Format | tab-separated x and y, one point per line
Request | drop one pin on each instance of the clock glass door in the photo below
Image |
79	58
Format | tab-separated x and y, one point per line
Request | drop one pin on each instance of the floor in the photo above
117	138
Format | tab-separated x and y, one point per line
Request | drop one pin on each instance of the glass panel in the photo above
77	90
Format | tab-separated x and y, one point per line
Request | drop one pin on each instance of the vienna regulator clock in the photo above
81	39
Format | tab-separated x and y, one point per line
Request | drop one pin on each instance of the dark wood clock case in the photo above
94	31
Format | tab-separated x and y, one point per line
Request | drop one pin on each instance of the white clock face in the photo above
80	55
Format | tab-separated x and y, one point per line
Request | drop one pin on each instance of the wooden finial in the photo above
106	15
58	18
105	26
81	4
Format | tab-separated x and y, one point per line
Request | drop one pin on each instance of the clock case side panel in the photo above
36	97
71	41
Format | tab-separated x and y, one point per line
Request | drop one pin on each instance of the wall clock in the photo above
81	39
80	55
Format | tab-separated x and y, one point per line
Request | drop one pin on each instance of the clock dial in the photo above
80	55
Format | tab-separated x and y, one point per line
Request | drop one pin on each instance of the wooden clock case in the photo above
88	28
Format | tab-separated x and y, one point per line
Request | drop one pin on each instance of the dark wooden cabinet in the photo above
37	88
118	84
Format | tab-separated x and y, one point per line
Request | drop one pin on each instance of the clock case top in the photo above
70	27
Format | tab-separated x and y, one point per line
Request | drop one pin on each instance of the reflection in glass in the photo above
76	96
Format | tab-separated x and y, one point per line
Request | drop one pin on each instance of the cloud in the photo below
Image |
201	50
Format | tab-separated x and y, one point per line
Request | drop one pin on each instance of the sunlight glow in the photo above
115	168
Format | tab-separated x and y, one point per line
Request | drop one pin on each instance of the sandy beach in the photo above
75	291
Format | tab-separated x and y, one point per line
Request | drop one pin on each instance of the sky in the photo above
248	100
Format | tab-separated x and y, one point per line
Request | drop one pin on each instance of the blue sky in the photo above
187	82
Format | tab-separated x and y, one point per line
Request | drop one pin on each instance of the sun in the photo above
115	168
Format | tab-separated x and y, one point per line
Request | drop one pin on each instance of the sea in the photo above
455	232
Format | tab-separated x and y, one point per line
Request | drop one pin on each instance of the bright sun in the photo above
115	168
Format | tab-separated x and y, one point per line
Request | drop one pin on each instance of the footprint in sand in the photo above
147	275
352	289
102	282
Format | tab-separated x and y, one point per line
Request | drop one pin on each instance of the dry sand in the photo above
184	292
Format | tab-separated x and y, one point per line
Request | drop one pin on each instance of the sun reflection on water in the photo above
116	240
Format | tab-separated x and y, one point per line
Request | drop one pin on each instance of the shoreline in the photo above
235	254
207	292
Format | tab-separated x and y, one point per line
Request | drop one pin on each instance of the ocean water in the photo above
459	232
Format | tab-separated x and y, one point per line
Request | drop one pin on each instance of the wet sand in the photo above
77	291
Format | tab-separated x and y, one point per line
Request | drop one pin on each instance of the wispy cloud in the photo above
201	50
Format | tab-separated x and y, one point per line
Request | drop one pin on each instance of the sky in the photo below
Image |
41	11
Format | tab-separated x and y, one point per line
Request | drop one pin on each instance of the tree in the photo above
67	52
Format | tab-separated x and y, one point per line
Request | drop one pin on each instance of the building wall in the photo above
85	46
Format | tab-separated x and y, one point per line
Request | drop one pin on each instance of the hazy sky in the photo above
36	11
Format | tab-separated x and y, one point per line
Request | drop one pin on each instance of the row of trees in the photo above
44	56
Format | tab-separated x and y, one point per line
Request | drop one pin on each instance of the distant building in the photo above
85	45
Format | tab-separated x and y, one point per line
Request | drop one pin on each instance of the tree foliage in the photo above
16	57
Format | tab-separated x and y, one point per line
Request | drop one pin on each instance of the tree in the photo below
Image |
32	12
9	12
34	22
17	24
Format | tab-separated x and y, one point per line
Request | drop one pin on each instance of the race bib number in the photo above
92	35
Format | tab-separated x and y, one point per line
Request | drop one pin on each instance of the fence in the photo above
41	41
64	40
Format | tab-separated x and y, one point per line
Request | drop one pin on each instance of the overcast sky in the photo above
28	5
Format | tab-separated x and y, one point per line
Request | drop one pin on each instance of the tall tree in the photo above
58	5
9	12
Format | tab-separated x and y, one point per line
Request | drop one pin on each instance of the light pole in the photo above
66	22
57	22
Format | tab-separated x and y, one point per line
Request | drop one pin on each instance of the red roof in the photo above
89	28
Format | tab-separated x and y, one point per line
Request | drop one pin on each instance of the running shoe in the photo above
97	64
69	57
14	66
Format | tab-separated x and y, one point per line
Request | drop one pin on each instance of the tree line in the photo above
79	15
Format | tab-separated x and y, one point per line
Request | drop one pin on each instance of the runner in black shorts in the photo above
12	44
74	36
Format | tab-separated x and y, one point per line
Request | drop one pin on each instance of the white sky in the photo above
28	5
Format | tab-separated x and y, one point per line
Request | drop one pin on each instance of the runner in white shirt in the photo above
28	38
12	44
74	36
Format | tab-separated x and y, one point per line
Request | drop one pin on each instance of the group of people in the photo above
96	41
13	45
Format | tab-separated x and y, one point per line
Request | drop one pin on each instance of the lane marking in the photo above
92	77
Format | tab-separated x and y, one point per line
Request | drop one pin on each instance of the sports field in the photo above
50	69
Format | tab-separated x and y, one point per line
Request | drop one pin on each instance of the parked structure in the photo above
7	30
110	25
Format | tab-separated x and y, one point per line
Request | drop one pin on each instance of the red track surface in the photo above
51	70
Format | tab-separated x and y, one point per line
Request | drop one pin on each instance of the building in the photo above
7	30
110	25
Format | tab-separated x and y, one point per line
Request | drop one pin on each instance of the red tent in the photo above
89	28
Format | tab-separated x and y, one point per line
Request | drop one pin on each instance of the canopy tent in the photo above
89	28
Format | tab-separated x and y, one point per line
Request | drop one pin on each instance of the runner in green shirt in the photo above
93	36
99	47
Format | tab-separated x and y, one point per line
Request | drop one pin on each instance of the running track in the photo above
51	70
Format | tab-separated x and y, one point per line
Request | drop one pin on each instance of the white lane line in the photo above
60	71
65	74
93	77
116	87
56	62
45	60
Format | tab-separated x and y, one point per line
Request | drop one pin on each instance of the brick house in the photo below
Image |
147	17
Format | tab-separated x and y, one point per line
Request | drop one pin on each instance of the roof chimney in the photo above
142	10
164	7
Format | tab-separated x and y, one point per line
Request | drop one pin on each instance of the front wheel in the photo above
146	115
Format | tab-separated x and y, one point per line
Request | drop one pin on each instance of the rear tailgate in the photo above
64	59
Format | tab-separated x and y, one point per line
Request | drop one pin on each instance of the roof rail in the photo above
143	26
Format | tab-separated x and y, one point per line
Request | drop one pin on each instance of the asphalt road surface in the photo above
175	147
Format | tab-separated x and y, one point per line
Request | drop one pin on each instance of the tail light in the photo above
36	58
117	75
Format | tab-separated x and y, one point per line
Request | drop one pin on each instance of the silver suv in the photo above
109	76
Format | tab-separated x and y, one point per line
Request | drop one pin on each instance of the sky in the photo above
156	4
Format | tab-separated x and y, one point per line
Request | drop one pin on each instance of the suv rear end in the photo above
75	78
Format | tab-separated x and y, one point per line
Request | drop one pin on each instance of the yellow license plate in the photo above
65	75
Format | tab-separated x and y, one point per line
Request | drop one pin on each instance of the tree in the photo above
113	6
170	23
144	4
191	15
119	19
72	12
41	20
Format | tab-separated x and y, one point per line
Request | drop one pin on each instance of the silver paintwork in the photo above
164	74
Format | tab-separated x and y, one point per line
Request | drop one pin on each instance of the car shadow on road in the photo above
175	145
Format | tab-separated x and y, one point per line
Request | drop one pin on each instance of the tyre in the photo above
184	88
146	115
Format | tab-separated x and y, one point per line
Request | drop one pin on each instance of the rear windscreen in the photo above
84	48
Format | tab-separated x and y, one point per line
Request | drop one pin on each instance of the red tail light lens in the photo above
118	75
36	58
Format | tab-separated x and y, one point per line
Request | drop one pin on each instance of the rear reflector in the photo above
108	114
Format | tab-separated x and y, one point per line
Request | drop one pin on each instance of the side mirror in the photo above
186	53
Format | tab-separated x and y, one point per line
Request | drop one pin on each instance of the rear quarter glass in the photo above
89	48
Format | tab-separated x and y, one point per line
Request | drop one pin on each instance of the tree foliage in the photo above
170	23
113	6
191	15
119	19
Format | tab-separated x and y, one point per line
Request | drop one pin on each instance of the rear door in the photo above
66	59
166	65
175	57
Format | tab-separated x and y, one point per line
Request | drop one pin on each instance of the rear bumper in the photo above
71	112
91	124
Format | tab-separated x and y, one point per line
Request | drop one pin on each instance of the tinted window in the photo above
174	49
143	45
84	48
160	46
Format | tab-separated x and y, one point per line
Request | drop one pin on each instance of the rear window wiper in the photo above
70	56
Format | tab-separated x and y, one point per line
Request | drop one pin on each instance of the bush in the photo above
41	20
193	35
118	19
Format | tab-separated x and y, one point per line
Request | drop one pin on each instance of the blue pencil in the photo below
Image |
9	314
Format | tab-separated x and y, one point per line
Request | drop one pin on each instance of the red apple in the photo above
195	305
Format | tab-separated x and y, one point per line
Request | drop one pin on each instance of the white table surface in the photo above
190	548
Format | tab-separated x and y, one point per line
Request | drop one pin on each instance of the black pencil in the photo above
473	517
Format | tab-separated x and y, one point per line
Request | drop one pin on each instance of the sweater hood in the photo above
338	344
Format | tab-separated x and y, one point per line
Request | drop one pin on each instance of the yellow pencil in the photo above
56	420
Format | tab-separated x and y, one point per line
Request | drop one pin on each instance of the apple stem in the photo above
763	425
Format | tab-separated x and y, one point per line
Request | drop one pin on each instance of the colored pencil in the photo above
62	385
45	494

_____

Pick out each line in the listing above that contains the string "water" and copy those lines in full. Count a line only if its letters match the string's uppercase and lowercase exactly.

Request | drop one pin on each instance of the sun reflection on water in the photo above
Request | drop one pin on each instance of the ocean water in the photo above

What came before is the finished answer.